=== DOCUMENT PASSAGE ===

- Born: Bonnie Kathleen Curtis March 26, 1966 Dallas, Texas
- Occupation: Film producer
- Awards: PGA Award, Motion Picture Producer of the Year (1999)

= Bonnie Curtis =

American film producer

Bonnie Kathleen Curtis (born March 26, 1966) is an American film producer whose credits include Saving Private Ryan, A.I., Minority Report, and The Lost World: Jurassic Park, directed by Steven Spielberg. Her first solo project was the 2005 release The Chumscrubber. She then joined Mockingbird Pictures with partner Julie Lynn in 2011. Curtis and Lynn produced Albert Nobbs, which was nominated for three Academy Awards. Curtis is a co-recipient of the 1999 Producers Guild Award for Motion Picture Producer of the Year, for Saving Private Ryan. On March 12, 2015, Curtis was inducted into the Texas Film Hall of Fame. Spielberg congratulated her via video message during the ceremony.

==Life and career==
Curtis was born in Dallas, Texas. She is a 1988 graduate of Abilene Christian University, where she majored in journalism after graduating from Dallas Christian High School; she is a member of the university's Sigma Theta Chi women's social club. She received the school's Gutenberg Award "for distinguished professional achievement" in journalism.

Her earliest production work was on the films Arachnophobia and Dead Poets Society. In 1989 Curtis started working with Spielberg, starting as a production assistant in what has turned out to be a 17-year professional relationship.

In her career, she has worked with a variety of actors, including Morgan Freeman, Anthony Hopkins, Matthew McConaughey, Jude Law, Tom Hanks, Matt Damon, Vin Diesel, Tom Cruise, and Colin Farrell.

===

ACTIONS TO TAKE
- A) Answer each question from the Bonnie Curtis biography above, one answer per line:
(i) In what year did Curtis graduate from Abilene Christian University?
(ii) Who was her partner at Mockingbird Pictures?
(iii) What was her first solo project?
- B) Decide whether each statement agrees with the Bonnie Curtis biography above. Answer yes or no, and quote the words from the biography that settle it.
(i) Curtis started working with Spielberg as a production assistant.
(ii) Albert Nobbs won three Academy Awards.
(iii) Curtis majored in film at Abilene Christian University.
- C) Extend the Bonnie Curtis biography above, picking up after its final sentence.

=== STORED DATA ===

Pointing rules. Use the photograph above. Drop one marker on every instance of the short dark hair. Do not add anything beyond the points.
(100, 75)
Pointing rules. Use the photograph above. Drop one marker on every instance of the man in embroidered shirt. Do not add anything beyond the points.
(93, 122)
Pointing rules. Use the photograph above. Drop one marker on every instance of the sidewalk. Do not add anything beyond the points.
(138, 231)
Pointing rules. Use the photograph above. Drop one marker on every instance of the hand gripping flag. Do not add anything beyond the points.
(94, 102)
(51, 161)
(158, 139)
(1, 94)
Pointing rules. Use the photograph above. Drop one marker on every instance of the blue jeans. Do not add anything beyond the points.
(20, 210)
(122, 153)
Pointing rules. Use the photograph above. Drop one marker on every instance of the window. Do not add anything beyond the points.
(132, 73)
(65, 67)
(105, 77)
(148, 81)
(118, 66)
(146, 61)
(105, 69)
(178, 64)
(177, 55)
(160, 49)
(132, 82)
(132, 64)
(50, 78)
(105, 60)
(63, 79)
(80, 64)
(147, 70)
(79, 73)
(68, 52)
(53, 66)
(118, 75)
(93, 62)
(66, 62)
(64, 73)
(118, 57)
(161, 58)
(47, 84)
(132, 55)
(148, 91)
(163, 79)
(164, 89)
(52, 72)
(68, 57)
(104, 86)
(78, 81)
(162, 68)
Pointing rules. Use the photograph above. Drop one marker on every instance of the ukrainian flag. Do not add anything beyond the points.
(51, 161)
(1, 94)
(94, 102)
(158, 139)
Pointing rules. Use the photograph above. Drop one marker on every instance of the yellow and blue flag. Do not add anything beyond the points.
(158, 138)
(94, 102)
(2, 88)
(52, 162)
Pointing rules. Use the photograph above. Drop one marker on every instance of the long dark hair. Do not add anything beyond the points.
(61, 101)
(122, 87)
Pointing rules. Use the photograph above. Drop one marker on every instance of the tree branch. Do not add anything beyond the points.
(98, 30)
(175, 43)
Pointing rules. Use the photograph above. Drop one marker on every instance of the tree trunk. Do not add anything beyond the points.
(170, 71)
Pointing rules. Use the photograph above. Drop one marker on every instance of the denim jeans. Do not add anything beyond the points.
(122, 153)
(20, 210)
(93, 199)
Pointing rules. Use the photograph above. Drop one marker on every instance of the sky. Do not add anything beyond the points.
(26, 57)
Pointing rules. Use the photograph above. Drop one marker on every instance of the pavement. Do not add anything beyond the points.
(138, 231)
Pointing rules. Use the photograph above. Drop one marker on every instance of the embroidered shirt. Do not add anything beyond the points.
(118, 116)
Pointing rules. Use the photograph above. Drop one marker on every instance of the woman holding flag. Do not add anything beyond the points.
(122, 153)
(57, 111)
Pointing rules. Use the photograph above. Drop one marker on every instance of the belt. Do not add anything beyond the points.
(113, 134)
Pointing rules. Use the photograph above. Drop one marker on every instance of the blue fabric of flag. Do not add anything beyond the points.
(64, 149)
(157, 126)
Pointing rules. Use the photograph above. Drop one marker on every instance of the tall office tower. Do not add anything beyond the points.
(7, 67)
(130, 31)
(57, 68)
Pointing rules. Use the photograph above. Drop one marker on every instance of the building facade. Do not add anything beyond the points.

===

IN RESPONSE
- A)
(i) 1988
(ii) Julie Lynn
(iii) The Chumscrubber, released in 2005

- B)
(i) Yes: "In 1989 Curtis started working with Spielberg, starting as a production assistant"
(ii) No: "Albert Nobbs, which was nominated for three Academy Awards"
(iii) No: "where she majored in journalism"

- C)
Her project The Chumscrubber was the subject of an interview granted to The Advocate, in which she discussed the connections she saw between her parents' response to her "coming out" as a lesbian and the disbelieving response of the parents in the film to their children's stories of events and actions in their own lives that seem at odds with their parents' perceptions of them. The interview also discussed her fundraising work with the Gay, Lesbian & Straight Education Network and her appreciation of Spielberg's support, both personally and politically, in the form of such actions as resigning from the national advisory board of the Boy Scouts of America to decry the group's positions on homosexuality.

In 2011, Curtis joined Julie Lynn's Mockingbird Pictures and the two became partners. They have since produced Albert Nobbs, The Face of Love, 5 to 7, and Last Days in the Desert.

In addition to film producing, Curtis is also a well known event speaker. She has spoken at various company retreats, as well as Chicago Ideas Week 2014.

==Filmography==
She was a producer in all films unless otherwise noted.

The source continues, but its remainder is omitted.